Schmidt brought to this prestigious post an ideological position supporting neo-Gothic architecture as espoused in Reichensperger's Cologne Circle. While Gothic architecture was traditionally seen as a sacred idiom, the Cologne Circle championed "profane" building in the neo-Gothic style. To its proponents, the neo-Gothic in Cologne was not a style that typified itself as "national," but was, rather, the bearer of a more general "Christian-Germanic" identity. Reichensperger campaigned not only that the neo-Gothic should be the language of German reunification, but also that it be an international phenomenon. Through his writings and his role as a politician, he promoted a pure vision of the neo-Gothic with the fervor of a religious convert.

Schmidt absorbed from Reichensperger the idea not only that Gothic architecture could be re-created, but that the processes of medieval production used in earlier buildings should be re-created in contemporary practice. Ideally, private donations, a mass mobilization of the populace, and a building lodge, or Bauhütte, consisting of artisans instead of a businesslike firm of architects should be responsible for the financing, design, and construction of projects. This group of artisans would travel together, sketch, draw details, and work collectively as a small confraternity. Implicit in the Bauhütte tradition of Gothic construction is the idea of the "organic" building, which grows from the smallest detail to a totality in a coherent and natural fashion. The neo-Gothic was a style founded upon this idea of the organic, where in Reichensperger's terms "all aspects develop from one another, everything carries with it a deeply symbolic meaning, and nothing is merely decorative and meaningless." In addition, Schmidt followed Reichensperger's principle that discipline, not invention, should guide the construction of contemporary neo-Gothic buildings. German Gothic architecture circa 1300 was their primary source of emulation.

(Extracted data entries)
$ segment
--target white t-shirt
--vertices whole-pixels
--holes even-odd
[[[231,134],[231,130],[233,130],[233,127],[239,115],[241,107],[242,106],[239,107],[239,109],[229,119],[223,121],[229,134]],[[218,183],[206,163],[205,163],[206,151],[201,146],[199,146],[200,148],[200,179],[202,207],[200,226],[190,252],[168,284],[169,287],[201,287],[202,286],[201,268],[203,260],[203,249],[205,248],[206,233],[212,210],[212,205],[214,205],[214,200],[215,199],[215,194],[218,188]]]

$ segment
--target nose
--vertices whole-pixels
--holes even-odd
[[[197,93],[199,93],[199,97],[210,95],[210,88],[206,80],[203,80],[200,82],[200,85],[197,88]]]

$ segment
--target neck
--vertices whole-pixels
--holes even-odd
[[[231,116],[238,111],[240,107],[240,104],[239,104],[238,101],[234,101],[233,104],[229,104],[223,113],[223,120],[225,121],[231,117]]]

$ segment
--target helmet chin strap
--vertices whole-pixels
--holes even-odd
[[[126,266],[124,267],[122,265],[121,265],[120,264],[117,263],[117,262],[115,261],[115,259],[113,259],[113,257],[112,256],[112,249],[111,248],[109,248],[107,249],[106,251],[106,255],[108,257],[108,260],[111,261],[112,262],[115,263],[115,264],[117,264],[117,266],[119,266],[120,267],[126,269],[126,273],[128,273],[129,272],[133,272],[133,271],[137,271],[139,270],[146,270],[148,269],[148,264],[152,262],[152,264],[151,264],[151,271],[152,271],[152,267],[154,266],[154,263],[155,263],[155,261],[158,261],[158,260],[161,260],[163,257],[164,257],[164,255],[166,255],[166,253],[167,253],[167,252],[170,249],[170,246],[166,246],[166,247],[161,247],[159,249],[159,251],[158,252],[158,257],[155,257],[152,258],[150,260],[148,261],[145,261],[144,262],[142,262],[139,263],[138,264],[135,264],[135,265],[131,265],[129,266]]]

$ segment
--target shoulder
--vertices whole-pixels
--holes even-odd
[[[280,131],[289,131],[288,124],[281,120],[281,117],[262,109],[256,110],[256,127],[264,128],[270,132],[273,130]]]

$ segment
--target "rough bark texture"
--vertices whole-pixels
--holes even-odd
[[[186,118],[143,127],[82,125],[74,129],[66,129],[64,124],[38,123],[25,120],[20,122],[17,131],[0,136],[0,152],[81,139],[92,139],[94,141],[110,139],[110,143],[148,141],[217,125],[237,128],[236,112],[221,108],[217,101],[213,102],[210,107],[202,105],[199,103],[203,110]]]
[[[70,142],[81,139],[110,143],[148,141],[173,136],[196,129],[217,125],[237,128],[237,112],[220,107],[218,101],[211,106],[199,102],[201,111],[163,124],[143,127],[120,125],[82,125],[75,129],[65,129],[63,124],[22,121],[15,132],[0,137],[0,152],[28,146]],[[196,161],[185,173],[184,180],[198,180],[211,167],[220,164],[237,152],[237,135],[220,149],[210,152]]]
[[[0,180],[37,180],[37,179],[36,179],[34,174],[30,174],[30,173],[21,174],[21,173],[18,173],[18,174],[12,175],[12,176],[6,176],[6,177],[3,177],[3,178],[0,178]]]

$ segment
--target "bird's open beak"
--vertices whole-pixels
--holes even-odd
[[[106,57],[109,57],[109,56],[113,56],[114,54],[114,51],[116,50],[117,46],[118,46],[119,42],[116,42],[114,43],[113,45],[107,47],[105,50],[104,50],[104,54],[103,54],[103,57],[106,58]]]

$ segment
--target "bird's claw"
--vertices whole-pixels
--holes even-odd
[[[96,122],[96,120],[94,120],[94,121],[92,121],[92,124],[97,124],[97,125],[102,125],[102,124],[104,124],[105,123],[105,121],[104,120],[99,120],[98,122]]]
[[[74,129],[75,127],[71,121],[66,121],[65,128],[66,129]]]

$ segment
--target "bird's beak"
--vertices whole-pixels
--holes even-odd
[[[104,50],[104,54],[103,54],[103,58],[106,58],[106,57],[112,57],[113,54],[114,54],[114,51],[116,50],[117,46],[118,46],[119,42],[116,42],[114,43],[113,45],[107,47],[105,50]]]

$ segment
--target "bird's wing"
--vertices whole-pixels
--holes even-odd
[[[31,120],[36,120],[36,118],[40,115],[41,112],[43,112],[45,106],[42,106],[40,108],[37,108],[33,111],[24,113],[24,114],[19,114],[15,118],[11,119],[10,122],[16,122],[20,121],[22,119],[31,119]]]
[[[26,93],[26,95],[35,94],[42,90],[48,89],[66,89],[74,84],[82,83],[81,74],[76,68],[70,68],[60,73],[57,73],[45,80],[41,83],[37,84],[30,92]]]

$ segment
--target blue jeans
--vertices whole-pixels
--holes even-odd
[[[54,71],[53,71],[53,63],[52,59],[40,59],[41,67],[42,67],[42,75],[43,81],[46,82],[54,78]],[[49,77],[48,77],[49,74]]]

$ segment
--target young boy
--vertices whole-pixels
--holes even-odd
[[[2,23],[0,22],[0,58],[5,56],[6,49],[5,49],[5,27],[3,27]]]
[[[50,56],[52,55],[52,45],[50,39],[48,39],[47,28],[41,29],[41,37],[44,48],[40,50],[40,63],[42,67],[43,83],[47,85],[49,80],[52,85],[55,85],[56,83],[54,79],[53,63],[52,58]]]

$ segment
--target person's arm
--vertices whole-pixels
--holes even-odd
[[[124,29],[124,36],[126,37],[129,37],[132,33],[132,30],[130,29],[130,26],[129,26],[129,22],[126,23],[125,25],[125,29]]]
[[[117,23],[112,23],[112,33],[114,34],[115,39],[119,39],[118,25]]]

● **WRITTEN INSTRUCTION**:
Answer these questions from the passage on neo-Gothic architecture:
1. What kind of building did the Cologne Circle champion in the neo-Gothic style?
2. Of whom does a Bauhütte consist?
3. What was the primary source of emulation for contemporary neo-Gothic buildings?
Rely solely on the passage on neo-Gothic architecture.

● **EXERCISE OUTPUT**:
1. "Profane" building.
2. Artisans, instead of a businesslike firm of architects.
3. German Gothic architecture circa 1300.